Leave out the images and repeat the listing below without a single change.
──────────────────────────────
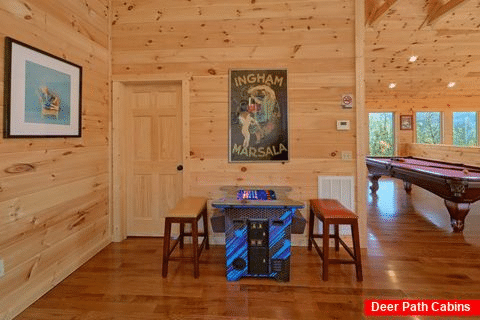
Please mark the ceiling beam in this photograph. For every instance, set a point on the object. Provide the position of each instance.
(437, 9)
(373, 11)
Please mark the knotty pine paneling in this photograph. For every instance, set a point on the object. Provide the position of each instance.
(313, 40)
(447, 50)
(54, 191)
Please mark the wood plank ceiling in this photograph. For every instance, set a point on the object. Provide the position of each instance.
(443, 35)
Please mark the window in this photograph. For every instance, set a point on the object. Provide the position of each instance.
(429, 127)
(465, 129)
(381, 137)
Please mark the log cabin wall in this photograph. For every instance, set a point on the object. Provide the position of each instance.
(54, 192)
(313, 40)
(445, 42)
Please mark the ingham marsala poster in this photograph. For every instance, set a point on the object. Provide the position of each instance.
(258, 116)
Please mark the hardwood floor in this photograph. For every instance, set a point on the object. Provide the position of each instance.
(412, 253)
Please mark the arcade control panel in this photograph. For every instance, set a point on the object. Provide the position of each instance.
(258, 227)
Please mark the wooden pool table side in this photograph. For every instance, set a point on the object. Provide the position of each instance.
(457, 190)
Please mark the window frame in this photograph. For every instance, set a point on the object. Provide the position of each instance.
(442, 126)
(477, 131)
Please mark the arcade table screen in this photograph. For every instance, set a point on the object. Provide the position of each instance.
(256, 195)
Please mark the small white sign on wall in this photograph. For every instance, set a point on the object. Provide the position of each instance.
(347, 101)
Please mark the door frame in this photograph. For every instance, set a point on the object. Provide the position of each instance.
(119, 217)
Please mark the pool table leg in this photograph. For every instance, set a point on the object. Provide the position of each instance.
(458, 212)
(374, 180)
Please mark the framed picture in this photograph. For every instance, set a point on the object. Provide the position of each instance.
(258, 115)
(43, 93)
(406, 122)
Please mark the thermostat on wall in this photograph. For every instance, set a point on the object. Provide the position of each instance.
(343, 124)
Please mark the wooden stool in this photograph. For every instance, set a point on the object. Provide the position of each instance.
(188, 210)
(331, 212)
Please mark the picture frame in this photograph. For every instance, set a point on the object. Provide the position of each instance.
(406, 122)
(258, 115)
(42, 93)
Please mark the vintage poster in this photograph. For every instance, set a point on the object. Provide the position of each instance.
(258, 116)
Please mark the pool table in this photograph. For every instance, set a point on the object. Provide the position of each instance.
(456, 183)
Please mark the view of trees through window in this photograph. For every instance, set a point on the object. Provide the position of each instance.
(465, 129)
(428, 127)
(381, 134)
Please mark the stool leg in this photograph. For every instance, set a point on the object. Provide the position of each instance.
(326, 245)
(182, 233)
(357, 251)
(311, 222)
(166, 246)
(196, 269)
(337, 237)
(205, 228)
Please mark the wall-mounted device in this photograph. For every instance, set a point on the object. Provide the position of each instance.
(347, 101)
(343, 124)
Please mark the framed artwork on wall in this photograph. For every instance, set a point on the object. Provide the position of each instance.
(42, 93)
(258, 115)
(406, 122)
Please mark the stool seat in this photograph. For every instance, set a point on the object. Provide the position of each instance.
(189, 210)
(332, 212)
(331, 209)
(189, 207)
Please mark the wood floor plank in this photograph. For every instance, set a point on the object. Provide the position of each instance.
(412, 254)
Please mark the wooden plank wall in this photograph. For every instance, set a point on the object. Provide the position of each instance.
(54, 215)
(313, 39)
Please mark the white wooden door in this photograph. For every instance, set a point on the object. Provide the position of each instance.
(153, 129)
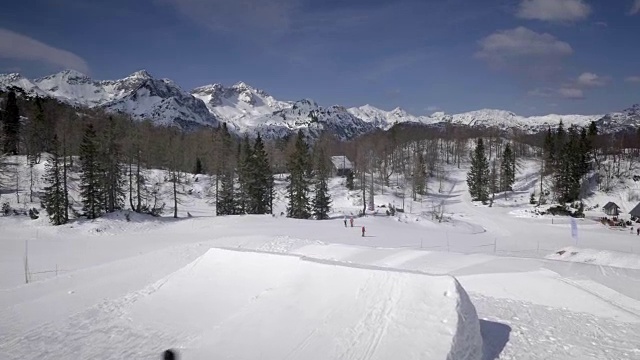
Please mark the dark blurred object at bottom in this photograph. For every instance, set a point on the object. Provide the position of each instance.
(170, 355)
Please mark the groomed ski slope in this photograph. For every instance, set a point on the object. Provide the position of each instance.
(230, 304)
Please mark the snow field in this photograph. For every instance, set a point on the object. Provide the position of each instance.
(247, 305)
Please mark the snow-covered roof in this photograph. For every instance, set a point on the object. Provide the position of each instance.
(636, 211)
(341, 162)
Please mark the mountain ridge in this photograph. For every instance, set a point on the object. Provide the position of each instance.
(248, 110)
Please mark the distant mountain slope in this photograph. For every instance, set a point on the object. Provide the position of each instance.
──────────────────────────────
* EXERCISE ANSWER *
Please mark the ceiling beam in this photograph. For every instance, set a point on the object. Provide the position of each instance.
(437, 9)
(373, 11)
Please mark the knotty pine paneling in this photograph. For every instance, set a point on the object. Provide the position of each instance.
(313, 40)
(447, 50)
(54, 191)
Please mark the wood plank ceiling in this photograph. For every instance, set a point on the object. Provide the position of each instance.
(443, 35)
Please mark the window in this photograph. For every instance, set a point on the object. Provide the position of each instance.
(429, 127)
(465, 129)
(381, 137)
Please mark the log cabin wall in this photograph. For every instance, set a point on the object. Provide the position of each instance.
(54, 192)
(313, 40)
(445, 42)
Please mark the ingham marsala poster in this photograph. For every instance, set a point on the object. Provide the position of each instance.
(258, 116)
Please mark the hardwood floor in this photograph. For every instance, set a point on the object. Provide the position of each instance.
(412, 253)
Please mark the arcade control panel in this photograph. For every instance, set a point on the object. Provide the position of each instance.
(258, 227)
Please mark the wooden pool table side in this photograph. For every instance, set a point on the object. Provide the position of each instance.
(457, 190)
Please mark the window frame in this photograph. For every instance, set a point on the object. Provide the position of each instance.
(442, 126)
(477, 131)
Please mark the arcade table screen in this photograph. For every instance, set a point on the object. Provide the position of each instance.
(256, 195)
Please mark the small white sign on wall in this photograph. For every instance, set a point on the object. Provide the position of each instance.
(347, 101)
Please mark the door frame in this photograph. For every instance, set a point on the object. Provide the position of each instance.
(119, 217)
Please mark the pool table leg in this photograph. For every instance, set a point on the object. Provide the position of each instance.
(458, 212)
(374, 180)
Please mark the framed picture in this photograph. For every instance, set a point on the object. Provide the position of each instance.
(258, 115)
(43, 93)
(406, 122)
Please mark the thermostat on wall in this photograph. For every instance, set a point on the object. Provide the position of each instance.
(343, 124)
Please mark the wooden stool in this photograph. For every instance, set a point on the object. Provide the position of each instance.
(188, 210)
(331, 212)
Please mark the picture frame in this photograph. For every instance, set a point on the object. Provide the position of each instance.
(406, 122)
(258, 115)
(42, 93)
Please mark the vintage poster in this photograph. For every instance, set a point on the object. Provide the position of each instance.
(258, 116)
Please mark the pool table in this photograph. For every instance, set a point on the object. Provide the position of each instance.
(456, 183)
Please mark the view of trees through window in this photograph. For every instance, set a point on the object. Provide the position of each instance.
(465, 129)
(428, 127)
(381, 134)
Please mark the stool leg in this photograph. For every instance, set a point on the object. Provide the position of each instance.
(326, 245)
(182, 233)
(357, 251)
(311, 222)
(166, 246)
(196, 269)
(337, 237)
(205, 228)
Please mark the wall-mounted device in this photograph. For every instance, set a point on the object. Provide the position of each instance.
(347, 101)
(343, 124)
Please mark the framed artwork on wall in this photograph. For every instance, set a point on the object. Provide the position of each instance.
(42, 93)
(258, 115)
(406, 122)
Please mark the stool seat in this photograph. For every instance, set a point on the object. Provide the position of each instance.
(189, 210)
(332, 212)
(331, 209)
(189, 207)
Please mark the wood floor plank in this photograph. For every instance, set a point on the object. Provide the position of each instance.
(412, 254)
Please mark the wooden plank wall in this photograph. For every instance, set a point on the object. Provide the position of each instance.
(54, 215)
(313, 39)
Please mark the white wooden door in this photograph. For every instance, set a point on the object. Provide the position of each instance.
(153, 129)
Please mark the dark blurred object at bottom in this photograph. For every instance, set a point on the object. Provide the position of each instance.
(170, 355)
Please mark the groomed ski slope in this photograph. For every instance, set a point on the object. Provide the position of each instance.
(230, 304)
Please mark the snow field in this photograph. For every instance, set a point on the object. Provide the position of each instance.
(247, 305)
Please mark the snow-covered roof in this photograph. For every instance, set a point on the object. Provide the position of each instance.
(636, 211)
(341, 162)
Please mark the mountain ridge in this photograph. For every instance, set a point on the object. Provide the position of each instance.
(248, 110)
Please mark the distant mountain slope in this photograph. For every instance, set a point on the object. Provide the position of each instance.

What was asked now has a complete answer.